▶ **PROBLEM STATEMENT**:
Answer these questions from the text on estimation-theoretic IC design:
1. As a consequence of diminishing silicon feature sizes, how are modern ICs designed?
2. What does the introduction name as the driver of continued technology scaling?
3. Which university department is listed for the authors?

▶ **GIVEN TEXT**:
+--

# COMPUTATION AS ESTIMATION: ESTIMATION-THEORETIC IC DESIGN IMPROVES ROBUSTNESS AND REDUCES POWER CONSUMPTION

Sriram Narayanan, Girish V. Varatkar, Douglas L. Jones and Naresh R. Shanbhag

Department of Electrical and Computer Engineering, UIUC 1308 West Main St., Urbana, IL 61801

## ABSTRACT

Modern Integrated Circuits (ICs) are designed as massively parallel systems as a consequence of diminishing silicon feature sizes. This has adversely impacted reliability because of increased errors due to process and environmental variations, and particle hits. Viewing hardware errors as analogous to measurement or system noise allows us to borrow results from estimation theory and extend Moore's law. The estimation-theoretic framework provides a design optimization formalization that enables power/reliability trade-off in broad classes of applications. Two applications described here show that specific instantiations of the framework yield significant power savings and system reliability.

*Index Terms*— Estimation-theoretic computation, Sensor Networks-on-Chip, Low-power IC design, Robust gigascale systems

# 1. INTRODUCTION

Driven by Moore's law, technology scaling has continued to increase the density of IC systems. Complex ICs are now designed as systems comprising many smaller subcomponents. One may view circuit elements as collaborating nodes that collectively produce the final output expected from the system. The notion of on-chip networks is becoming increasingly commonplace in the literature [1].

+--

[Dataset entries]
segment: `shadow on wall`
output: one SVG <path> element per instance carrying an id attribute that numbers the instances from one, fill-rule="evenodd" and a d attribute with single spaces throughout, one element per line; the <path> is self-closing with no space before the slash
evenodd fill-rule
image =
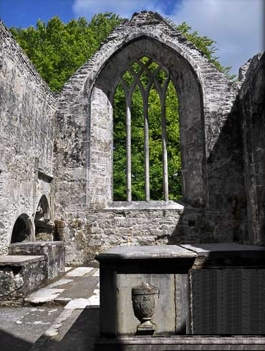
<path id="1" fill-rule="evenodd" d="M 29 351 L 32 343 L 0 329 L 1 351 Z"/>
<path id="2" fill-rule="evenodd" d="M 69 322 L 65 322 L 63 326 L 68 329 L 61 331 L 62 333 L 66 332 L 63 338 L 60 333 L 54 339 L 47 340 L 42 336 L 37 340 L 32 351 L 39 350 L 39 345 L 42 350 L 43 347 L 47 351 L 73 351 L 73 349 L 94 351 L 94 344 L 99 335 L 99 309 L 75 309 L 68 319 L 70 322 L 73 320 L 73 325 L 67 325 Z"/>
<path id="3" fill-rule="evenodd" d="M 216 112 L 216 120 L 220 120 Z M 241 116 L 236 99 L 207 157 L 208 203 L 184 206 L 168 244 L 251 243 L 247 234 L 247 201 Z"/>

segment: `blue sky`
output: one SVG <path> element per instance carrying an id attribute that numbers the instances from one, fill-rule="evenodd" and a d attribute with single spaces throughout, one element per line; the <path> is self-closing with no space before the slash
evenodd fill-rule
<path id="1" fill-rule="evenodd" d="M 140 10 L 157 11 L 177 24 L 185 20 L 201 35 L 216 42 L 223 66 L 239 67 L 264 50 L 264 0 L 0 0 L 0 18 L 7 27 L 35 25 L 58 16 L 63 22 L 88 20 L 111 11 L 130 18 Z"/>

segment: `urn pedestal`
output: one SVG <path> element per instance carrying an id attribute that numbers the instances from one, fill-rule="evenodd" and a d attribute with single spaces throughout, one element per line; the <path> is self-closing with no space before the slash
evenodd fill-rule
<path id="1" fill-rule="evenodd" d="M 187 273 L 196 256 L 175 245 L 117 247 L 98 255 L 101 339 L 189 333 Z"/>

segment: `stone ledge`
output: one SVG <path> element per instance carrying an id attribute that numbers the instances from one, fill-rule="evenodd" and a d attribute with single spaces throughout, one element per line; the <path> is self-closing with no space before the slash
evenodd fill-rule
<path id="1" fill-rule="evenodd" d="M 0 256 L 0 266 L 25 266 L 30 262 L 39 262 L 46 259 L 44 256 Z"/>
<path id="2" fill-rule="evenodd" d="M 164 258 L 195 258 L 197 254 L 177 245 L 120 246 L 110 249 L 99 254 L 96 259 L 105 261 L 164 259 Z"/>
<path id="3" fill-rule="evenodd" d="M 184 206 L 178 202 L 170 201 L 113 201 L 109 203 L 104 210 L 181 210 Z"/>
<path id="4" fill-rule="evenodd" d="M 217 348 L 218 347 L 218 348 Z M 264 350 L 263 336 L 171 336 L 171 337 L 121 337 L 101 339 L 96 351 L 166 351 L 182 350 Z"/>

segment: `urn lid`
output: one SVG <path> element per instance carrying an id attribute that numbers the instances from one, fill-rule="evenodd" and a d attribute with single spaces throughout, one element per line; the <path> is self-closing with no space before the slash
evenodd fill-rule
<path id="1" fill-rule="evenodd" d="M 148 282 L 142 282 L 140 285 L 132 287 L 132 294 L 134 295 L 159 294 L 159 289 L 154 285 L 150 285 Z"/>

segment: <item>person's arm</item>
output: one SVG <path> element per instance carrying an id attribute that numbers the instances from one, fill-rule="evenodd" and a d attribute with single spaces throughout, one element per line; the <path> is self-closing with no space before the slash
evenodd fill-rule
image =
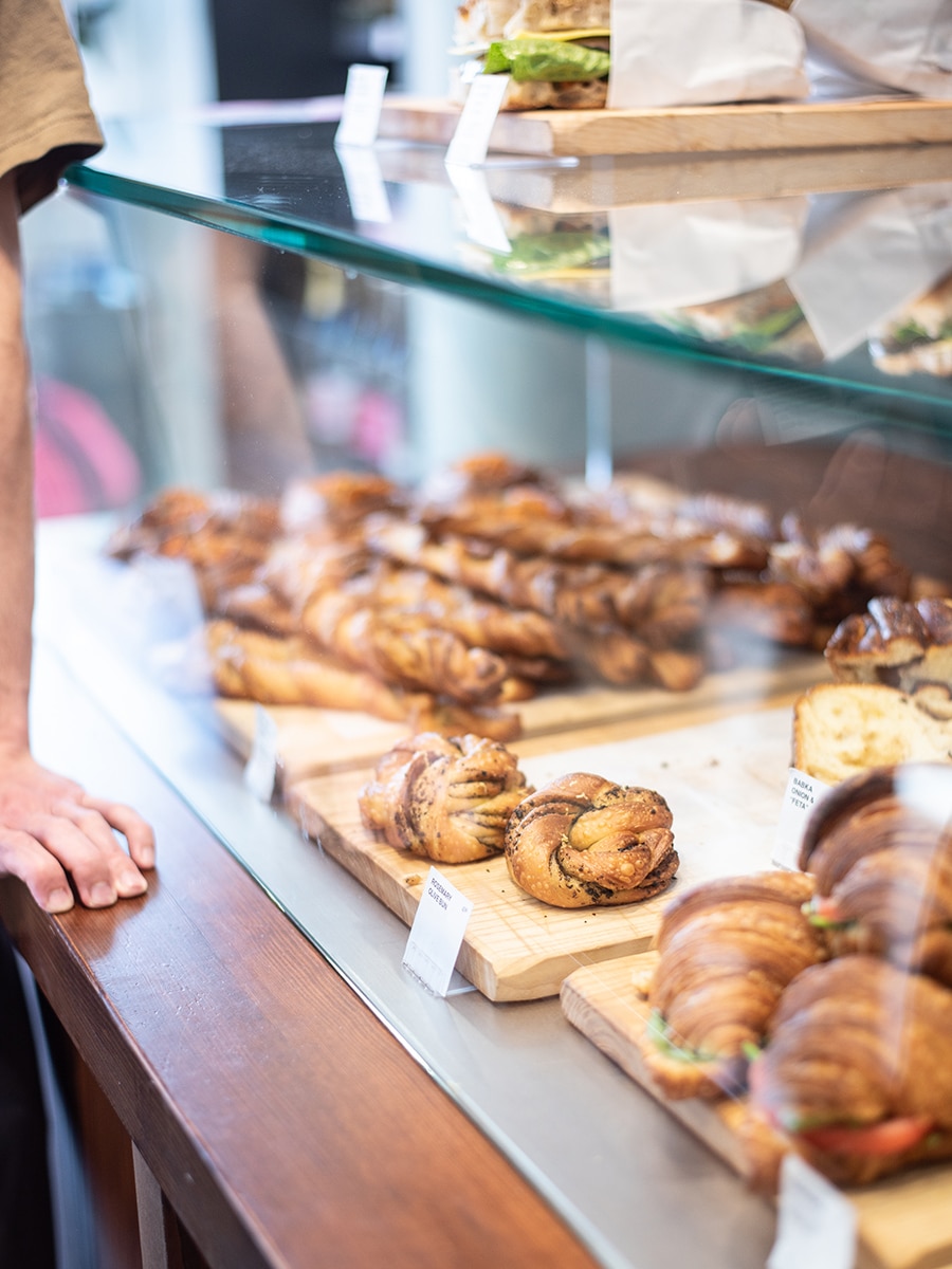
<path id="1" fill-rule="evenodd" d="M 0 176 L 0 876 L 51 912 L 141 895 L 152 830 L 129 807 L 90 797 L 29 747 L 33 622 L 33 435 L 23 335 L 19 202 Z M 113 830 L 123 834 L 128 854 Z M 70 884 L 72 882 L 72 886 Z"/>

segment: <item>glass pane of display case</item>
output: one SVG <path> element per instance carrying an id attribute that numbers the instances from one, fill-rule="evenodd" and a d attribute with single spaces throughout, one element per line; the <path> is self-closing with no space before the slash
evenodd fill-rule
<path id="1" fill-rule="evenodd" d="M 770 343 L 779 320 L 765 344 L 718 327 L 715 348 L 671 316 L 697 306 L 614 307 L 619 226 L 623 253 L 694 213 L 702 239 L 734 240 L 724 174 L 697 174 L 684 217 L 645 199 L 635 230 L 527 190 L 571 178 L 581 198 L 665 164 L 487 170 L 514 250 L 514 209 L 532 213 L 527 260 L 543 228 L 567 247 L 588 222 L 572 277 L 524 282 L 467 232 L 439 155 L 376 151 L 392 216 L 368 222 L 331 123 L 201 124 L 174 146 L 168 121 L 161 146 L 138 127 L 30 216 L 38 637 L 602 1263 L 763 1264 L 770 1204 L 590 1033 L 673 896 L 777 868 L 791 766 L 817 794 L 839 778 L 793 742 L 840 623 L 877 598 L 944 602 L 948 378 L 877 368 L 849 305 L 854 343 L 806 359 Z M 807 226 L 856 274 L 866 230 L 947 235 L 925 176 L 731 202 L 783 264 L 788 310 Z M 924 254 L 910 292 L 947 272 Z M 883 665 L 868 685 L 911 695 Z M 569 886 L 631 902 L 547 905 L 498 843 L 438 858 L 476 916 L 452 994 L 423 990 L 402 959 L 430 858 L 367 801 L 420 732 L 438 759 L 466 759 L 440 749 L 463 735 L 513 756 L 506 794 L 583 775 L 660 797 L 673 825 L 640 872 Z M 867 761 L 838 754 L 840 774 Z"/>
<path id="2" fill-rule="evenodd" d="M 890 155 L 908 175 L 889 183 L 868 151 L 491 155 L 459 171 L 437 146 L 335 150 L 335 107 L 300 109 L 127 122 L 71 179 L 613 341 L 880 393 L 915 423 L 948 404 L 942 147 Z"/>

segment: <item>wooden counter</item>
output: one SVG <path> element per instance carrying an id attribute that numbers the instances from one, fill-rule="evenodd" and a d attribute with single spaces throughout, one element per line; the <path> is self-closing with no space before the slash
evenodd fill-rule
<path id="1" fill-rule="evenodd" d="M 147 1167 L 141 1202 L 151 1173 L 212 1269 L 593 1264 L 47 657 L 34 713 L 42 759 L 121 793 L 157 834 L 141 900 L 50 917 L 19 883 L 0 887 L 3 919 Z M 113 1166 L 119 1185 L 128 1156 Z M 143 1263 L 187 1263 L 168 1247 Z"/>

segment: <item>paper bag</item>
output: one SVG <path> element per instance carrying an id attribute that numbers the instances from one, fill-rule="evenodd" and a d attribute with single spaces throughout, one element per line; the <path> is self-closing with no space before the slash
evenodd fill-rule
<path id="1" fill-rule="evenodd" d="M 809 95 L 800 23 L 763 0 L 613 0 L 608 105 Z"/>

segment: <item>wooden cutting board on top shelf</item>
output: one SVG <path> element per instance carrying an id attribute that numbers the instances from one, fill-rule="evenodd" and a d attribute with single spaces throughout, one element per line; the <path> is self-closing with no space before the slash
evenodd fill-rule
<path id="1" fill-rule="evenodd" d="M 446 146 L 459 107 L 388 94 L 378 136 Z M 641 110 L 504 110 L 490 150 L 562 157 L 633 154 L 725 154 L 904 146 L 952 141 L 952 102 L 746 102 Z"/>
<path id="2" fill-rule="evenodd" d="M 580 966 L 646 950 L 675 887 L 770 867 L 790 763 L 788 707 L 751 711 L 614 744 L 520 756 L 534 787 L 594 772 L 660 792 L 674 817 L 680 869 L 674 886 L 626 907 L 560 910 L 520 891 L 501 857 L 435 864 L 472 901 L 457 968 L 490 1000 L 559 994 Z M 519 753 L 519 746 L 513 745 Z M 392 850 L 360 824 L 371 769 L 336 772 L 286 788 L 286 805 L 329 855 L 407 926 L 429 860 Z"/>
<path id="3" fill-rule="evenodd" d="M 512 708 L 522 720 L 524 739 L 630 720 L 663 720 L 664 726 L 677 726 L 703 711 L 736 711 L 764 700 L 792 702 L 797 693 L 826 679 L 829 670 L 821 656 L 778 651 L 772 665 L 708 674 L 691 692 L 593 685 L 547 692 Z M 307 775 L 367 766 L 407 732 L 402 723 L 344 709 L 216 700 L 221 732 L 242 758 L 251 754 L 261 711 L 272 725 L 275 759 L 286 784 Z"/>
<path id="4" fill-rule="evenodd" d="M 451 184 L 443 151 L 407 142 L 374 151 L 383 180 Z M 809 194 L 916 185 L 952 171 L 952 145 L 890 146 L 889 176 L 869 146 L 826 150 L 732 151 L 619 156 L 611 165 L 594 156 L 574 164 L 510 164 L 482 169 L 490 195 L 501 203 L 579 216 L 654 203 L 710 199 L 791 198 Z"/>
<path id="5" fill-rule="evenodd" d="M 693 1098 L 669 1101 L 645 1070 L 637 1047 L 647 1006 L 633 978 L 650 971 L 654 952 L 576 970 L 562 983 L 569 1022 L 655 1096 L 740 1176 L 749 1175 L 732 1123 L 736 1103 Z M 952 1265 L 952 1165 L 920 1169 L 845 1192 L 857 1214 L 857 1269 L 943 1269 Z"/>

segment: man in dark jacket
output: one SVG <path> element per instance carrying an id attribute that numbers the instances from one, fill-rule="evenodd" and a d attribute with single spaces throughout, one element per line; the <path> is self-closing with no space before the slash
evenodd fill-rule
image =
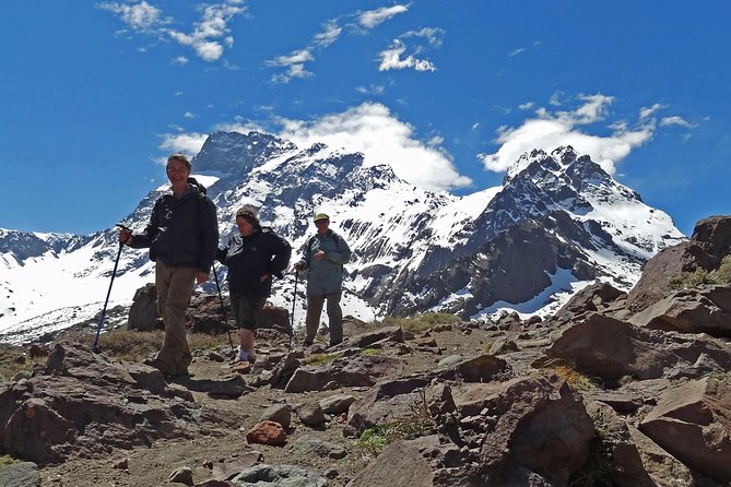
<path id="1" fill-rule="evenodd" d="M 292 247 L 270 228 L 262 228 L 257 212 L 244 206 L 236 212 L 238 235 L 216 258 L 228 268 L 231 310 L 238 326 L 238 359 L 254 364 L 257 318 L 272 293 L 272 276 L 282 278 Z"/>
<path id="2" fill-rule="evenodd" d="M 307 271 L 307 318 L 305 345 L 311 345 L 320 326 L 320 313 L 328 301 L 330 346 L 343 341 L 343 311 L 340 297 L 343 285 L 343 265 L 351 259 L 351 249 L 343 238 L 330 229 L 330 217 L 315 215 L 317 234 L 307 240 L 296 271 Z"/>
<path id="3" fill-rule="evenodd" d="M 186 337 L 186 309 L 196 283 L 209 280 L 219 245 L 219 221 L 213 202 L 190 179 L 192 166 L 182 154 L 167 158 L 166 173 L 172 193 L 155 201 L 144 233 L 119 231 L 119 241 L 150 248 L 155 262 L 157 312 L 165 322 L 165 341 L 153 360 L 146 360 L 166 376 L 188 373 L 192 359 Z"/>

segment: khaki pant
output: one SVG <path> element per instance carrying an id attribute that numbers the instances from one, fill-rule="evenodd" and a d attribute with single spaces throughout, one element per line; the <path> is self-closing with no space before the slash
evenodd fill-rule
<path id="1" fill-rule="evenodd" d="M 320 328 L 320 314 L 325 300 L 328 300 L 328 326 L 330 326 L 330 345 L 337 345 L 343 341 L 343 311 L 340 309 L 341 293 L 307 296 L 307 330 L 306 342 L 315 340 L 317 329 Z"/>
<path id="2" fill-rule="evenodd" d="M 157 312 L 165 322 L 165 341 L 157 360 L 170 373 L 188 370 L 192 360 L 186 337 L 186 310 L 196 285 L 197 269 L 172 268 L 160 260 L 155 265 Z"/>

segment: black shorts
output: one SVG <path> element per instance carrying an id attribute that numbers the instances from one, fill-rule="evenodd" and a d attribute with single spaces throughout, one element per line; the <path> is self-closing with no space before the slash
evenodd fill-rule
<path id="1" fill-rule="evenodd" d="M 231 295 L 231 311 L 234 313 L 236 326 L 255 331 L 257 318 L 266 302 L 266 297 Z"/>

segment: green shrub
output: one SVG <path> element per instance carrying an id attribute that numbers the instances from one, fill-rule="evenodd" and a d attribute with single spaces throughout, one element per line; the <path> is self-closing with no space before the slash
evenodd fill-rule
<path id="1" fill-rule="evenodd" d="M 556 376 L 564 379 L 568 387 L 575 391 L 590 391 L 597 389 L 598 384 L 601 383 L 601 379 L 581 373 L 576 370 L 574 364 L 566 363 L 565 360 L 551 360 L 546 363 L 543 368 L 553 370 Z"/>
<path id="2" fill-rule="evenodd" d="M 363 352 L 361 352 L 361 355 L 366 356 L 366 357 L 374 357 L 376 355 L 380 355 L 381 351 L 378 348 L 365 348 Z"/>
<path id="3" fill-rule="evenodd" d="M 441 312 L 417 313 L 406 318 L 386 317 L 382 323 L 387 326 L 401 326 L 413 333 L 426 331 L 437 324 L 462 323 L 463 320 L 457 314 Z"/>
<path id="4" fill-rule="evenodd" d="M 612 451 L 614 444 L 620 441 L 620 436 L 614 432 L 611 425 L 605 420 L 601 409 L 591 415 L 594 421 L 594 437 L 589 444 L 589 458 L 576 472 L 569 482 L 569 487 L 612 487 Z"/>
<path id="5" fill-rule="evenodd" d="M 334 354 L 313 354 L 305 360 L 305 364 L 311 366 L 330 364 L 333 360 L 342 358 L 343 355 L 344 354 L 342 352 L 338 352 Z"/>

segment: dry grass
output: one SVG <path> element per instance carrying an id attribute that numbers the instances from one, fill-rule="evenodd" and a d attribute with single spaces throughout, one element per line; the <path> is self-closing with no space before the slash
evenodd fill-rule
<path id="1" fill-rule="evenodd" d="M 319 365 L 325 365 L 325 364 L 330 364 L 332 360 L 337 360 L 339 358 L 343 357 L 342 352 L 338 352 L 335 354 L 314 354 L 310 355 L 306 360 L 305 364 L 310 365 L 310 366 L 319 366 Z"/>
<path id="2" fill-rule="evenodd" d="M 601 379 L 581 373 L 576 369 L 574 364 L 566 363 L 565 360 L 551 360 L 543 368 L 553 370 L 556 376 L 564 379 L 568 387 L 575 391 L 591 391 L 592 389 L 597 389 L 601 383 Z"/>
<path id="3" fill-rule="evenodd" d="M 382 325 L 385 326 L 401 326 L 412 333 L 421 333 L 438 324 L 456 324 L 462 323 L 463 320 L 457 314 L 426 312 L 413 314 L 406 318 L 386 317 Z"/>

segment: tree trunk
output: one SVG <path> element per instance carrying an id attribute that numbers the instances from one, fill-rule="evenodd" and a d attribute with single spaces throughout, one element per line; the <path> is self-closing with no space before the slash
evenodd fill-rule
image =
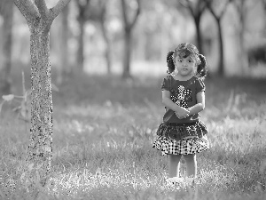
<path id="1" fill-rule="evenodd" d="M 79 28 L 80 28 L 80 35 L 78 37 L 78 54 L 77 54 L 77 63 L 79 71 L 82 72 L 84 68 L 84 24 L 85 20 L 83 19 L 79 19 Z"/>
<path id="2" fill-rule="evenodd" d="M 198 49 L 199 49 L 199 52 L 200 54 L 204 54 L 203 47 L 202 47 L 202 36 L 201 36 L 201 32 L 200 32 L 200 15 L 194 17 L 194 22 L 195 22 L 196 33 L 197 33 Z"/>
<path id="3" fill-rule="evenodd" d="M 111 74 L 111 68 L 112 68 L 112 59 L 111 59 L 111 43 L 110 39 L 107 35 L 107 29 L 105 26 L 105 21 L 101 20 L 100 21 L 100 26 L 103 33 L 103 37 L 106 42 L 106 49 L 105 49 L 105 57 L 106 57 L 106 68 L 107 68 L 107 73 Z"/>
<path id="4" fill-rule="evenodd" d="M 52 101 L 49 32 L 31 32 L 31 128 L 27 164 L 36 165 L 44 186 L 52 158 Z M 28 167 L 30 168 L 30 167 Z M 31 174 L 36 174 L 32 170 Z"/>
<path id="5" fill-rule="evenodd" d="M 218 75 L 223 76 L 224 76 L 224 66 L 223 66 L 223 32 L 221 20 L 216 19 L 217 26 L 218 26 L 218 41 L 219 41 L 219 62 L 218 62 Z"/>
<path id="6" fill-rule="evenodd" d="M 59 68 L 59 75 L 57 77 L 57 83 L 59 84 L 63 82 L 63 76 L 70 74 L 70 66 L 68 59 L 68 7 L 65 7 L 62 12 L 61 21 L 62 27 L 60 28 L 60 64 Z"/>
<path id="7" fill-rule="evenodd" d="M 12 68 L 12 20 L 13 4 L 12 1 L 4 1 L 4 11 L 3 13 L 3 60 L 0 69 L 0 92 L 11 93 L 11 68 Z"/>
<path id="8" fill-rule="evenodd" d="M 131 77 L 130 75 L 130 56 L 131 56 L 131 31 L 125 30 L 124 54 L 123 54 L 123 78 Z"/>

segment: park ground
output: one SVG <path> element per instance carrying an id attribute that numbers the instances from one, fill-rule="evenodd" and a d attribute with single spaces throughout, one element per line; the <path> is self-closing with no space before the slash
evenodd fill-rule
<path id="1" fill-rule="evenodd" d="M 211 148 L 197 156 L 191 188 L 166 184 L 168 157 L 152 148 L 164 112 L 161 78 L 80 75 L 58 85 L 52 176 L 39 199 L 266 199 L 266 80 L 206 79 L 200 115 Z M 3 199 L 29 199 L 18 181 L 29 123 L 16 106 L 4 104 L 0 116 Z M 184 167 L 182 160 L 182 175 Z"/>

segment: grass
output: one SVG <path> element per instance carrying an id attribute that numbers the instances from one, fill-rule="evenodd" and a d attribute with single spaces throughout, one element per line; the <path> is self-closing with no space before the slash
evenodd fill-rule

+--

▶ **ANSWER TO THIS PROBLEM**:
1. As massively parallel systems.
2. Moore's law.
3. The Department of Electrical and Computer Engineering, UIUC.